9 Ekim 2011 Pazar

Pele Good, Maradona Better, GEORGE BEST!

George Best (Doğum 22 Mayıs 1946 - Ölüm 25 Kasım 2005) Kuzey İrlandalı futbolcu.
15 yaşındayken Belfast'ta Manchester United yıldız avcısı Bob Bishop tarafından keşfedildi. Bishop, dönemin Manchester United teknik direktörü Matt Busby'ye "Galiba senin için bir dahi keşfettim" yazan bir telgraf çekti. Best'in yerel kulübü Glentoran, onu çok küçük ve zayıf olduğu için daha önce reddetmişti. Best antrenmanlarda beğenilince, antrenör Joe Armstrong kendisine sözleşme imza attı. Böylece 1963 yılında profesyonelliğe geçti.

Best, Manchester United formasını ilk kez 14 Eylül 1963'te 17 yaşındayken, Old Trafford'da West Bromwich Albion'ı 1-0 yendikleri maçta giydi. Sezonun ilk yarısında takım formasını giymesi için çok genç olduğu düşünülüyordu. Bu nedenle ikinci kez formayı giymesi 28 Aralık'ta Burnley karşısındaki maçı buldu. Bu maçı Manchester United 5-1 kazanırken, Best kariyerinin ilk golünü kaydetti. Matt Busby'nin gözüne giren Best, sezonun ikinci yarısında daha çok forma şansı buldu. Sezon sonunda 26 maça çıkan futbolcu, 6 gol atmıştı. Manchester United, Liverpool'un 4 puan gerisinde lig ikincisi oldu.İkinci sezonunda ise Best ve Manchester United, İngiltere şampiyonu oldular.

20 yaşındaki Best, 1966'da UEFA Şampiyon Kulüpler Kupası çeyrek final karşılaşmasında SL Benfica karşısında 2 gol kaydedince gazetelerde manşet oldu. Portekiz medyası kendisine "O Quinto Beatle" ("Beşinci Beatle") lakabını taktı. Yeteneği ve şova yatkınlığı kendisini bir medya yıldızı haline getirdi. Uzun saçları, yakışıklılığı ve ölçüsüz hayat tarzı ile bilinen futbolcu 1965'te ünlü müzik programı Top of the Pops'a katılmıştı. Best'in başka bir lakabı da "Belfast Çocuğu" olup, doğduğu yer olan Belfast'ta ise kendisine Georgie ya da Geordie deniyordu.

» **Yapılacak iş**
George Best hakkındaki metinde "9 Ekim 2011" ile "yılında profesyonelliğe geçti." arasındaki bölümü, iki uç da dahil olmak üzere kelimesi kelimesine aktarın. Bu kayıtların yukarıdaki metinle hiçbir ilgisi yoktur.

» **Veri kümesi kayıtları**
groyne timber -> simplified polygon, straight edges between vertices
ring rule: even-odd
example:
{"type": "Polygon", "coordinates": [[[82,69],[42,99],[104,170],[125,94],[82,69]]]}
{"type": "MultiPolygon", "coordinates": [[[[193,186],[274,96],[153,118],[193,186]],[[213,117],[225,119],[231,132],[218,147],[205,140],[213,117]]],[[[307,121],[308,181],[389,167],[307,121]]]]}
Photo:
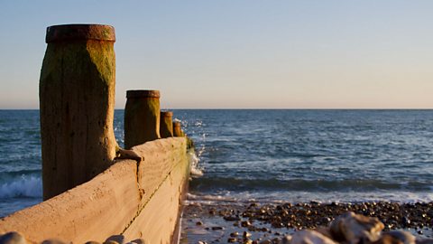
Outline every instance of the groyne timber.
{"type": "Polygon", "coordinates": [[[47,28],[40,80],[44,202],[1,219],[0,236],[17,231],[27,243],[177,242],[190,141],[182,131],[173,136],[160,91],[139,89],[127,91],[126,147],[119,146],[115,41],[109,25],[47,28]]]}

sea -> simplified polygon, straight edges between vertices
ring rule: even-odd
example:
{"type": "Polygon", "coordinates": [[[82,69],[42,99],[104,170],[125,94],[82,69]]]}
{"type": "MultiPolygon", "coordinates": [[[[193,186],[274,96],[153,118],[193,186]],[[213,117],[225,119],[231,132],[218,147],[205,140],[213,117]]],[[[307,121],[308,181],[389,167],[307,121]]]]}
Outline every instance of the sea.
{"type": "MultiPolygon", "coordinates": [[[[189,202],[433,201],[433,110],[173,112],[195,143],[189,202]]],[[[0,110],[0,216],[41,202],[41,170],[39,111],[0,110]]]]}

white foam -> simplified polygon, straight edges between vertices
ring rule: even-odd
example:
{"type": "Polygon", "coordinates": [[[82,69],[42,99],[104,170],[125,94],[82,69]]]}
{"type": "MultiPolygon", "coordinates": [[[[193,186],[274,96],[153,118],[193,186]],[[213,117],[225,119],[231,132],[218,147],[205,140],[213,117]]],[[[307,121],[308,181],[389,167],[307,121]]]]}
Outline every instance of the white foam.
{"type": "Polygon", "coordinates": [[[189,164],[191,165],[191,176],[192,177],[200,177],[203,176],[203,170],[198,167],[198,163],[200,159],[197,156],[194,150],[189,150],[188,152],[189,164]]]}
{"type": "Polygon", "coordinates": [[[0,185],[0,199],[14,197],[41,197],[41,177],[22,175],[0,185]]]}

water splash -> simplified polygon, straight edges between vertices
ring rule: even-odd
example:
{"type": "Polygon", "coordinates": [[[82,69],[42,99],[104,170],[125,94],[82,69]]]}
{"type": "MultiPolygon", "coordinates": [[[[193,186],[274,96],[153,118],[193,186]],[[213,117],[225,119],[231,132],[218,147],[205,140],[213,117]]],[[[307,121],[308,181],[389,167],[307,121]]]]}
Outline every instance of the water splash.
{"type": "Polygon", "coordinates": [[[41,177],[21,175],[14,180],[0,185],[0,199],[14,197],[39,198],[42,195],[41,177]]]}

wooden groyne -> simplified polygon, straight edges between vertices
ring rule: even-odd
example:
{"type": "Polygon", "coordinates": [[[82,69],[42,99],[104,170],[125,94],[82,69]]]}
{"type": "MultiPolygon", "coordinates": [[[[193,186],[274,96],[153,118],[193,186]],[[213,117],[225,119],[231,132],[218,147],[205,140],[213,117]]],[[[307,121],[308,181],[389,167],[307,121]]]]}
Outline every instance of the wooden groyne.
{"type": "Polygon", "coordinates": [[[160,92],[131,90],[125,145],[113,130],[112,26],[49,27],[40,81],[44,202],[0,220],[0,235],[30,243],[177,241],[190,164],[189,139],[172,136],[160,92]],[[160,124],[163,125],[162,136],[160,124]]]}

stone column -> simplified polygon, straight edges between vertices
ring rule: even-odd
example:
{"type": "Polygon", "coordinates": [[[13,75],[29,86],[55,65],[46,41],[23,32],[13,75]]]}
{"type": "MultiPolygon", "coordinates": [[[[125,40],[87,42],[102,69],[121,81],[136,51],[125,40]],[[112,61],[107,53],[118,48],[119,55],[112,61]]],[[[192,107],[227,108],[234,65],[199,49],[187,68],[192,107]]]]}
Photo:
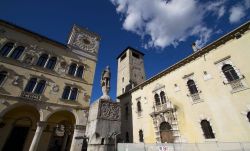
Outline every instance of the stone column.
{"type": "Polygon", "coordinates": [[[75,125],[70,151],[81,151],[85,131],[86,131],[86,126],[75,125]]]}
{"type": "Polygon", "coordinates": [[[41,135],[43,133],[43,129],[46,126],[45,122],[37,122],[36,132],[33,137],[32,143],[30,145],[29,151],[36,151],[38,147],[38,143],[40,141],[41,135]]]}

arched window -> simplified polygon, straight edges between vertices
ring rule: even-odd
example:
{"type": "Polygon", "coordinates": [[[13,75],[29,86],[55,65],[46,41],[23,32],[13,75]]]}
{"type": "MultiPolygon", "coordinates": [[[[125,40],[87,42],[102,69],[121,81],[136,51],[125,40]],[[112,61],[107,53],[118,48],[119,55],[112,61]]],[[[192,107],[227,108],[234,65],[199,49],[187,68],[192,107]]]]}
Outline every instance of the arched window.
{"type": "Polygon", "coordinates": [[[6,76],[7,76],[7,72],[6,71],[0,71],[0,86],[3,84],[6,76]]]}
{"type": "Polygon", "coordinates": [[[46,68],[47,69],[50,69],[50,70],[53,70],[55,65],[56,65],[56,60],[57,58],[56,57],[51,57],[46,65],[46,68]]]}
{"type": "Polygon", "coordinates": [[[25,91],[25,92],[32,92],[33,89],[34,89],[34,87],[35,87],[35,85],[36,85],[36,81],[37,81],[36,78],[31,78],[31,79],[29,80],[29,82],[27,83],[27,85],[26,85],[24,91],[25,91]]]}
{"type": "Polygon", "coordinates": [[[165,96],[165,93],[163,91],[161,91],[160,96],[161,96],[161,103],[162,104],[166,103],[166,96],[165,96]]]}
{"type": "Polygon", "coordinates": [[[73,63],[73,64],[71,64],[70,67],[69,67],[68,74],[69,74],[69,75],[75,75],[75,72],[76,72],[76,64],[73,63]]]}
{"type": "Polygon", "coordinates": [[[128,142],[129,142],[129,133],[126,132],[126,143],[128,143],[128,142]]]}
{"type": "Polygon", "coordinates": [[[46,84],[46,81],[45,80],[40,80],[36,86],[36,89],[34,91],[34,93],[36,94],[42,94],[43,93],[43,90],[45,88],[45,84],[46,84]]]}
{"type": "Polygon", "coordinates": [[[70,86],[66,86],[63,90],[62,99],[67,100],[69,98],[70,86]]]}
{"type": "Polygon", "coordinates": [[[141,110],[141,102],[140,102],[140,101],[137,102],[137,111],[138,111],[138,112],[141,112],[141,111],[142,111],[142,110],[141,110]]]}
{"type": "Polygon", "coordinates": [[[156,105],[161,105],[161,101],[160,101],[160,98],[159,98],[158,94],[155,94],[155,104],[156,105]]]}
{"type": "Polygon", "coordinates": [[[197,87],[194,83],[194,80],[188,80],[187,85],[188,85],[189,92],[191,94],[198,93],[198,90],[197,90],[197,87]]]}
{"type": "Polygon", "coordinates": [[[139,141],[140,142],[144,141],[144,139],[143,139],[143,131],[142,130],[139,130],[139,141]]]}
{"type": "Polygon", "coordinates": [[[248,121],[250,122],[250,111],[247,113],[248,121]]]}
{"type": "Polygon", "coordinates": [[[160,136],[162,143],[174,143],[174,136],[172,132],[172,127],[168,122],[162,122],[160,124],[160,136]]]}
{"type": "Polygon", "coordinates": [[[224,75],[226,76],[228,82],[239,79],[238,74],[236,73],[236,71],[234,70],[234,68],[230,64],[225,64],[222,67],[222,71],[223,71],[224,75]]]}
{"type": "Polygon", "coordinates": [[[83,66],[79,66],[79,67],[78,67],[77,72],[76,72],[76,77],[78,77],[78,78],[82,78],[82,75],[83,75],[83,69],[84,69],[84,67],[83,67],[83,66]]]}
{"type": "Polygon", "coordinates": [[[203,131],[204,136],[205,136],[206,139],[215,138],[212,127],[211,127],[209,121],[202,120],[201,121],[201,128],[202,128],[202,131],[203,131]]]}
{"type": "Polygon", "coordinates": [[[71,94],[70,94],[70,98],[69,98],[70,100],[76,100],[77,91],[78,91],[77,88],[73,88],[73,89],[72,89],[71,94]]]}
{"type": "Polygon", "coordinates": [[[45,63],[47,62],[47,60],[48,60],[48,55],[47,55],[47,54],[42,54],[42,55],[39,57],[39,59],[38,59],[36,65],[38,65],[38,66],[40,66],[40,67],[44,67],[44,65],[45,65],[45,63]]]}
{"type": "Polygon", "coordinates": [[[6,57],[10,53],[13,46],[14,46],[14,43],[10,43],[10,42],[6,43],[1,49],[0,55],[6,57]]]}
{"type": "Polygon", "coordinates": [[[14,51],[11,53],[10,58],[12,59],[19,59],[19,57],[22,55],[24,51],[24,47],[23,46],[18,46],[14,49],[14,51]]]}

» **Beklenen yanıt**
9 Ekim 2011 Pazar

Pele Good, Maradona Better, GEORGE BEST!

George Best (Doğum 22 Mayıs 1946 - Ölüm 25 Kasım 2005) Kuzey İrlandalı futbolcu.
15 yaşındayken Belfast'ta Manchester United yıldız avcısı Bob Bishop tarafından keşfedildi. Bishop, dönemin Manchester United teknik direktörü Matt Busby'ye "Galiba senin için bir dahi keşfettim" yazan bir telgraf çekti. Best'in yerel kulübü Glentoran, onu çok küçük ve zayıf olduğu için daha önce reddetmişti. Best antrenmanlarda beğenilince, antrenör Joe Armstrong kendisine sözleşme imza attı. Böylece 1963 yılında profesyonelliğe geçti.